▶ **TASK BRIEF**:
Reproduce the lines of the data below verbatim, beginning at the line that contains "Which on-screen element corresponds to the building" and stopping after the line that contains "[309,115,346,155]".

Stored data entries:
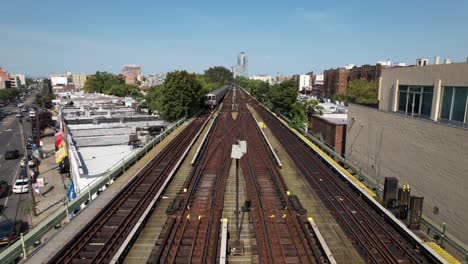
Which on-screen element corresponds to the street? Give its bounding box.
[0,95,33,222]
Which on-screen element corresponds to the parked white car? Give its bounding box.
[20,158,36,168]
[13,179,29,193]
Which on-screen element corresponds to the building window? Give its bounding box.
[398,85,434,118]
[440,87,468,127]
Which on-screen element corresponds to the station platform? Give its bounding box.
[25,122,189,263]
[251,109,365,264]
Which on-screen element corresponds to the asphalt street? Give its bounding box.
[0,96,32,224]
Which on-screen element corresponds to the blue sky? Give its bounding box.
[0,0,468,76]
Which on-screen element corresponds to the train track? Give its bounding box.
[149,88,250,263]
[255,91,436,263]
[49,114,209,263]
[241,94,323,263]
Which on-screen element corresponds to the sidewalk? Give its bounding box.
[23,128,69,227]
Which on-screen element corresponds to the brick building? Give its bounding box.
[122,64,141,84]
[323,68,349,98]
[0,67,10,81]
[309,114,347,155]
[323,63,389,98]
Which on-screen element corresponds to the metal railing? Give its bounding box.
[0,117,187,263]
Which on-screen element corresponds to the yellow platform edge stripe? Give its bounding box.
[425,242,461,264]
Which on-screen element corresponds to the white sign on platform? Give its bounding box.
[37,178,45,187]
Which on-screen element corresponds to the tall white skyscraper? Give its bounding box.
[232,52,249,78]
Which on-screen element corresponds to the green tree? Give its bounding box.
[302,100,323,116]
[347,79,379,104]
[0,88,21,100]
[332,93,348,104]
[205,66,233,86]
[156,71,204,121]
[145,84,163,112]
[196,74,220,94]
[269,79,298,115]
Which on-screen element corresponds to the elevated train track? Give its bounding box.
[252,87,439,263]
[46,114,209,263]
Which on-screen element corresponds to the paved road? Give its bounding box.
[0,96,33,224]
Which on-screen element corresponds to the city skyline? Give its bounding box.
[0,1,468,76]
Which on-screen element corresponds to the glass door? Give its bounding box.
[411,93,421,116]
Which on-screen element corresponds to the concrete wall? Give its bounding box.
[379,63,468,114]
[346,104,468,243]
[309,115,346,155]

---

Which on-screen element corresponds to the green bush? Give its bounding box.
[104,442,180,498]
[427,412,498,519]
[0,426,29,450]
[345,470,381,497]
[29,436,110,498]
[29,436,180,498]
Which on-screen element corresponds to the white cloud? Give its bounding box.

▶ **SOLUTION TO THIS PROBLEM**:
Which on-screen element corresponds to the building window? Give its bounding box.
[398,85,434,118]
[440,87,468,127]
Which on-screen element corresponds to the station platform? Give its bounding box.
[25,122,189,263]
[251,109,365,264]
Which on-screen element corresponds to the asphalt street? Give its bounding box.
[0,96,32,224]
Which on-screen element corresponds to the blue sky? Give its bounding box.
[0,0,468,76]
Which on-screen element corresponds to the train track? Give its bounding box.
[149,88,250,263]
[255,91,436,263]
[49,114,209,263]
[241,94,323,263]
Which on-screen element corresponds to the sidewalk? Give its bounding box.
[23,128,69,227]
Which on-screen element corresponds to the brick building? Give its bounding box.
[122,64,141,84]
[323,68,349,98]
[0,67,10,81]
[309,114,347,155]
[323,63,389,98]
Which on-screen element corresponds to the metal railing? Give its bounding box.
[0,117,187,263]
Which on-screen element corresponds to the yellow platform edge stripe? Give its bounding box.
[425,242,461,264]
Which on-screen element corresponds to the white sign on platform? Give its bounding box.
[37,178,45,187]
Which on-screen element corresponds to the tall white skyscraper? Give its bounding box.
[232,52,249,78]
Which on-screen element corresponds to the green tree? Give its bounding box.
[302,100,323,116]
[347,79,379,104]
[0,88,21,100]
[332,93,348,104]
[205,66,233,86]
[156,71,204,121]
[145,84,163,112]
[196,74,220,94]
[269,79,298,115]
Which on-screen element corresponds to the elevated train track? Give its bounding box.
[252,87,439,263]
[46,114,209,263]
Which on-screen element corresponds to the paved road? Give its bounding box.
[0,96,33,224]
Which on-screen element corresponds to the city skyline? Give its bounding box.
[0,1,468,76]
Which on-screen element corresponds to the glass door? Give its bounding box.
[411,93,421,116]
Which on-screen element corresponds to the concrete wall? Give its bounding box.
[379,63,468,114]
[346,104,468,243]
[309,115,346,155]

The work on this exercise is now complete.